→ **Listed records**:
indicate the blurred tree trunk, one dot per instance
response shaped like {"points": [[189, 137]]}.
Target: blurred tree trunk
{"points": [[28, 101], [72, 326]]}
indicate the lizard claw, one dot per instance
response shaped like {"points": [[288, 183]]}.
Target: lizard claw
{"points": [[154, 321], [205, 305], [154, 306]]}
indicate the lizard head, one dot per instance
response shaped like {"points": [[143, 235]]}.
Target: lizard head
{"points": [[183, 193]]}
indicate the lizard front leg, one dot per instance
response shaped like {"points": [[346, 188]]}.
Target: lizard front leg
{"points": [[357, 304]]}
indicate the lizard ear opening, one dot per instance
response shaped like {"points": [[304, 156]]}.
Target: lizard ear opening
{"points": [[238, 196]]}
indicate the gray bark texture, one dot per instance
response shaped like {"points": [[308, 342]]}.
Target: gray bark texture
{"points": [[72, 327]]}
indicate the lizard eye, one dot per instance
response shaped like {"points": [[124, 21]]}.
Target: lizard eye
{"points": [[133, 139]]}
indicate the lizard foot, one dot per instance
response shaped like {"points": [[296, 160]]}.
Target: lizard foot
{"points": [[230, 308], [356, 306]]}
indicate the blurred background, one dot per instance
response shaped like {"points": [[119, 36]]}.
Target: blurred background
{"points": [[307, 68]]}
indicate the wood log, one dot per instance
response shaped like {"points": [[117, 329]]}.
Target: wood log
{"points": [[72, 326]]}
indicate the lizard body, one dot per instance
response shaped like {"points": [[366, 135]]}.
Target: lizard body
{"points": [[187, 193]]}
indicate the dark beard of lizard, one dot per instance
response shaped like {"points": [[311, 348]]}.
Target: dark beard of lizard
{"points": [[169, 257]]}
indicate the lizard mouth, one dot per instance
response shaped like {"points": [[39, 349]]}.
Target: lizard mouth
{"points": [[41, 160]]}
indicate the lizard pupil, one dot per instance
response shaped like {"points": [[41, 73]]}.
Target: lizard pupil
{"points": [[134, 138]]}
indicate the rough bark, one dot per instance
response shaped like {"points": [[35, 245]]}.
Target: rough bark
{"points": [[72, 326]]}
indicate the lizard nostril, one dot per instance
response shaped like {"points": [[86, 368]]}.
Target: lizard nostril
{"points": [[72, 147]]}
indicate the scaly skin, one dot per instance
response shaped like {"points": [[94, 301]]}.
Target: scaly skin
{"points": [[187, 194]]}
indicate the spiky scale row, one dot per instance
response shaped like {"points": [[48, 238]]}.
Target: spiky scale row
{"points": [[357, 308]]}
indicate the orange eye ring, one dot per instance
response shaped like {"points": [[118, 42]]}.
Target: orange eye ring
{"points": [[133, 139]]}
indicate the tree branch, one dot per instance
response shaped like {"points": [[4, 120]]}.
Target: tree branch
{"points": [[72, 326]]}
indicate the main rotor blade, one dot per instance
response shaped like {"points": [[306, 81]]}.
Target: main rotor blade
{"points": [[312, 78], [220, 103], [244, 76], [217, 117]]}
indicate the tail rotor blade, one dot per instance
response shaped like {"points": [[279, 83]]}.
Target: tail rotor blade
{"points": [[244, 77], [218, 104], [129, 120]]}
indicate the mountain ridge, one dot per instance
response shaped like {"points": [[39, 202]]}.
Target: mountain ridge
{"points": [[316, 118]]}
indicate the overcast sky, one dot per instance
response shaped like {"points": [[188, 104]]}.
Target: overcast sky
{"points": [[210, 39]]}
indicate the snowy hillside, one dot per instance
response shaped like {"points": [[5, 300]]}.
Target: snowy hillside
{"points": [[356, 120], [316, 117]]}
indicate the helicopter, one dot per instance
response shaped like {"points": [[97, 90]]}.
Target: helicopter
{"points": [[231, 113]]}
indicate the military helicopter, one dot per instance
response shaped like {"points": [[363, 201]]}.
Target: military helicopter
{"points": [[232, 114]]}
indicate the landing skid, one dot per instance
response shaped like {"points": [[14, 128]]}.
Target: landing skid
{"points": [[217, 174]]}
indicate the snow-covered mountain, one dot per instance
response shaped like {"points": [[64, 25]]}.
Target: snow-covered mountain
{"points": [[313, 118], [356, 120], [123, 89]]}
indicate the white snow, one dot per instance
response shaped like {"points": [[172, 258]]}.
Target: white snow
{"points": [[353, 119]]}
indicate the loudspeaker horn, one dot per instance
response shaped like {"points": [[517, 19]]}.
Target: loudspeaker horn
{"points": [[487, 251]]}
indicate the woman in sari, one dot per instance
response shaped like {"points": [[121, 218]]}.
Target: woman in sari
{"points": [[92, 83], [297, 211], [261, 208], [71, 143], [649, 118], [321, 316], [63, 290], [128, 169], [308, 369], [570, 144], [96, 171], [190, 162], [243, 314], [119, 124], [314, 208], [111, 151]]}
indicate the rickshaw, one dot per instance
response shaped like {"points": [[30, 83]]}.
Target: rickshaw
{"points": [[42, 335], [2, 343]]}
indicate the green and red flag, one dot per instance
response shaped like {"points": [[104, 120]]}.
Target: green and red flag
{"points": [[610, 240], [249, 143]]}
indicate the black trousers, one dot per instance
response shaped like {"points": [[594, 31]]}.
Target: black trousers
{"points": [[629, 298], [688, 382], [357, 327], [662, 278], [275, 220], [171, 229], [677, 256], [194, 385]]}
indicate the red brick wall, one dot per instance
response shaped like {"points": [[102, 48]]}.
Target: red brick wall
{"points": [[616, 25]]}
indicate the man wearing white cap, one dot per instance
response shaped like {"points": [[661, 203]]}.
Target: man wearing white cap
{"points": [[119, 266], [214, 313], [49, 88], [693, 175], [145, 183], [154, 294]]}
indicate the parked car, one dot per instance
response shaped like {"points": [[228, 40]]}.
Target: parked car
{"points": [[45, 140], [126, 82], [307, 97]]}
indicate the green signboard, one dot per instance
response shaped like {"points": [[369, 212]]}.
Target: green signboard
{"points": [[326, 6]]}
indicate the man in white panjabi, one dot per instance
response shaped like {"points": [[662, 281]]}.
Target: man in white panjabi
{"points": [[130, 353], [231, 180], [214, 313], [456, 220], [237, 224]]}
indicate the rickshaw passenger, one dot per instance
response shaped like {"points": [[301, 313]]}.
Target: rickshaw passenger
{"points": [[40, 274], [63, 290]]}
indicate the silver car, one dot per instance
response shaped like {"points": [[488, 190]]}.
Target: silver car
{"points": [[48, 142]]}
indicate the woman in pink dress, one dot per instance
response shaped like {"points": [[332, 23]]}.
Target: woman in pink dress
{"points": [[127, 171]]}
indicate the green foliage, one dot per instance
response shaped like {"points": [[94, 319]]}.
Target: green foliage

→ **Task details**: Copy the lines of the listing above, from the line containing "indicate the silver car, one dot per instance" through the end of the listing, inclusive.

→ **Solution for this task**:
indicate the silver car, one dot per instance
response shaped like {"points": [[488, 190]]}.
Target: silver car
{"points": [[48, 142]]}
indicate the woman in pink dress, one dot per instance
response shaped like {"points": [[332, 23]]}.
Target: woman in pink dress
{"points": [[127, 171]]}
indicate the green foliage, one dot per instance
response shaped like {"points": [[94, 319]]}.
Target: green foliage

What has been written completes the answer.